# WHAT YOU WILL DO
Could every line of the data be printed exactly as it reads?

■ ■ ■ ■ ■ ■ ■

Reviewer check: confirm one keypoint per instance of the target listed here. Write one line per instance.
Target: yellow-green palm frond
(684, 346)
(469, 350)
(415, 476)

■ ■ ■ ■ ■ ■ ■

# ANSWER TO THE EXERCISE
Reviewer check: confirm one keypoint per instance of the target listed here. Write one line per instance.
Target: yellow-green palm frond
(684, 346)
(469, 350)
(415, 476)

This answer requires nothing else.